» Task statement
Rewrite the lines of each of these entries as a numbered list, omitting any blank lines.

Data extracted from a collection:
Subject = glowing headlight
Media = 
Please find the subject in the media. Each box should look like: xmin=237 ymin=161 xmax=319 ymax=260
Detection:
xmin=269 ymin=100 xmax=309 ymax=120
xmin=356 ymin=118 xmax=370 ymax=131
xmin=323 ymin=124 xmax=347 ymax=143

» Result of this exercise
1. Subject = glowing headlight
2. Media = 
3. Please find the subject in the media. Each box should look like: xmin=237 ymin=161 xmax=319 ymax=260
4. Detection:
5. xmin=269 ymin=100 xmax=309 ymax=120
6. xmin=356 ymin=118 xmax=370 ymax=131
7. xmin=323 ymin=124 xmax=347 ymax=143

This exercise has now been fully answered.